[[ Record excerpts, beginning ]]

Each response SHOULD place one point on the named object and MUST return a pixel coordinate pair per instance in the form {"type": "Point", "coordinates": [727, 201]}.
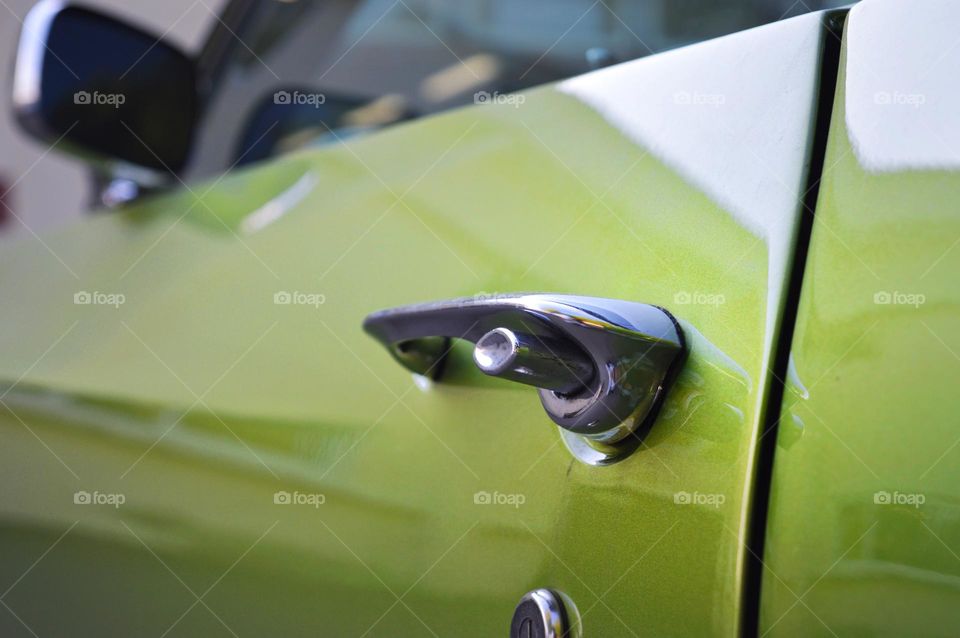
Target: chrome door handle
{"type": "Point", "coordinates": [602, 366]}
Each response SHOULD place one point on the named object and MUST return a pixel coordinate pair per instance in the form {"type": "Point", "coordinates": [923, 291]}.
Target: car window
{"type": "Point", "coordinates": [311, 71]}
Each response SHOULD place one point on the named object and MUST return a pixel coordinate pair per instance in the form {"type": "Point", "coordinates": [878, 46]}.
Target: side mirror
{"type": "Point", "coordinates": [104, 89]}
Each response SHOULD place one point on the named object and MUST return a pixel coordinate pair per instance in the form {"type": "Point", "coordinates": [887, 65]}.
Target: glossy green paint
{"type": "Point", "coordinates": [199, 397]}
{"type": "Point", "coordinates": [863, 534]}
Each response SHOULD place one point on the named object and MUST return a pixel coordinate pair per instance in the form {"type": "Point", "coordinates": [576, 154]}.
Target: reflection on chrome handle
{"type": "Point", "coordinates": [602, 365]}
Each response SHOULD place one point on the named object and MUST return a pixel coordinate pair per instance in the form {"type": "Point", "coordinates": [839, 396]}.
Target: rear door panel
{"type": "Point", "coordinates": [863, 534]}
{"type": "Point", "coordinates": [235, 370]}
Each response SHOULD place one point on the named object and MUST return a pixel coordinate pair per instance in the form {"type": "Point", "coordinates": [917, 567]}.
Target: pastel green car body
{"type": "Point", "coordinates": [863, 533]}
{"type": "Point", "coordinates": [231, 374]}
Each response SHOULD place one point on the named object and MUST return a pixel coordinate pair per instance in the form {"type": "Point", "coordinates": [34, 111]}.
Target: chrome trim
{"type": "Point", "coordinates": [601, 366]}
{"type": "Point", "coordinates": [553, 613]}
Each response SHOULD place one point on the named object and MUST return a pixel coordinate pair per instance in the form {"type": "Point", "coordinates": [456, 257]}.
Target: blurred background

[[ Record excerpts, end ]]

(What is needed): Above are the records; repeat them exactly, omitting every picture.

(Your response):
Each response SHOULD place one point on the named object and MUST return a pixel coordinate pair per instance in the form {"type": "Point", "coordinates": [727, 201]}.
Target: chrome door handle
{"type": "Point", "coordinates": [602, 366]}
Each response SHOULD place one point on the named object and MUST return a pixel coordinate pair per instance in the form {"type": "Point", "coordinates": [923, 291]}.
Target: car window
{"type": "Point", "coordinates": [311, 71]}
Each response SHOULD place one point on the named object and MUST return a pixel coordinate pair per instance in the form {"type": "Point", "coordinates": [878, 46]}.
Target: side mirror
{"type": "Point", "coordinates": [104, 89]}
Each response SHOULD place one point on the named object and MUST return a pixel coordinate pair per instance in the form {"type": "Point", "coordinates": [887, 65]}.
Target: glossy green paint
{"type": "Point", "coordinates": [199, 397]}
{"type": "Point", "coordinates": [863, 534]}
Each response SHOULD place one point on the named object and MUST return a pixel coordinate pair per instance in the form {"type": "Point", "coordinates": [576, 154]}.
Target: reflection on chrome handle
{"type": "Point", "coordinates": [602, 365]}
Each response SHOULD place one point on the named object and MUST return a pixel coordinate pair per instance in the form {"type": "Point", "coordinates": [839, 396]}.
Target: rear door panel
{"type": "Point", "coordinates": [863, 534]}
{"type": "Point", "coordinates": [235, 370]}
Each response SHOULD place one point on the named object and MUST return a pixel coordinate pair per instance in the form {"type": "Point", "coordinates": [917, 567]}.
Target: pastel green car body
{"type": "Point", "coordinates": [863, 533]}
{"type": "Point", "coordinates": [231, 374]}
Each response SHOULD place one point on the named object and MUST return a pixel coordinate pair per instance in the form {"type": "Point", "coordinates": [34, 111]}.
Target: chrome trim
{"type": "Point", "coordinates": [601, 366]}
{"type": "Point", "coordinates": [553, 613]}
Each response SHOULD place one point on the named object and MUST return a pixel coordinate pair per instance in the form {"type": "Point", "coordinates": [456, 257]}.
Target: blurred background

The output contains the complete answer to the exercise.